List every line in the records below that contains the word "flower", matching case exactly.

Start of DATA ROWS

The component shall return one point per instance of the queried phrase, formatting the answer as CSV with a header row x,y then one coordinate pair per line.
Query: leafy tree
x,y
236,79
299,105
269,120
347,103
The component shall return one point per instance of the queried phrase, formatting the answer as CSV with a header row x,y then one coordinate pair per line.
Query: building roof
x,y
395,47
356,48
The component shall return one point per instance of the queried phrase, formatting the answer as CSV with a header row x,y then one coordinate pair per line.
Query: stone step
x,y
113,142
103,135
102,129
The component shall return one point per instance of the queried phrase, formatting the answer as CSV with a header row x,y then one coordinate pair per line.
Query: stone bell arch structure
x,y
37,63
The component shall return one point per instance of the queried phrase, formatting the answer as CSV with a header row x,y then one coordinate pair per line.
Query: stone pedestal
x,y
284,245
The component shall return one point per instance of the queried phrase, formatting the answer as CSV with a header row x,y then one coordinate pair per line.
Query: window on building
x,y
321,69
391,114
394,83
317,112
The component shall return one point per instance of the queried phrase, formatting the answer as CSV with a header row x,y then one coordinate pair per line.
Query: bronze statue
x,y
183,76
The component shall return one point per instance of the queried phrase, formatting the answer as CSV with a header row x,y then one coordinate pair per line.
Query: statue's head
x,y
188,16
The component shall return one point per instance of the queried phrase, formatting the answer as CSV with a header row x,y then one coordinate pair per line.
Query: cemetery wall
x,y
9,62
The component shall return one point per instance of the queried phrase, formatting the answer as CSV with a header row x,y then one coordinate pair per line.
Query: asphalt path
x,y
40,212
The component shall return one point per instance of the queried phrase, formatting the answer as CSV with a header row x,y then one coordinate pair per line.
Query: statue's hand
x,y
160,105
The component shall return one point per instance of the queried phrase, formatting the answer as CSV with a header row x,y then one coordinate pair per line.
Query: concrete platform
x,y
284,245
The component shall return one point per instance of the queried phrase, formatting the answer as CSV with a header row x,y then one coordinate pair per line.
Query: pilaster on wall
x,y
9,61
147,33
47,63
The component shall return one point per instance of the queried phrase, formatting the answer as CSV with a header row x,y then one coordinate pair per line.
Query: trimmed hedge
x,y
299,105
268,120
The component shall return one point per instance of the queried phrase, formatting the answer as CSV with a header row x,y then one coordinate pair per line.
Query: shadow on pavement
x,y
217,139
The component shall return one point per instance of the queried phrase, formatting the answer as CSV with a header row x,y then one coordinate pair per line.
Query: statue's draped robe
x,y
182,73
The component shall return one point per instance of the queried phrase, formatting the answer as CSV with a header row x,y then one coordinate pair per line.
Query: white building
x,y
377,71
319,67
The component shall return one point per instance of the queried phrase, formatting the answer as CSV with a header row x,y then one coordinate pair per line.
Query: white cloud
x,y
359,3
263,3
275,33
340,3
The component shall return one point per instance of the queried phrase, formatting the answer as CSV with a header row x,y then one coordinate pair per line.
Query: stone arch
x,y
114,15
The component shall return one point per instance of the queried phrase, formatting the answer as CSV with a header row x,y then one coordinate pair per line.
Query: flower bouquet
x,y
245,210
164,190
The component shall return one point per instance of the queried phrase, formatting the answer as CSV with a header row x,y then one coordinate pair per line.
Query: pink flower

End of DATA ROWS

EXERCISE ANSWER:
Query: flower bouquet
Query: pink flower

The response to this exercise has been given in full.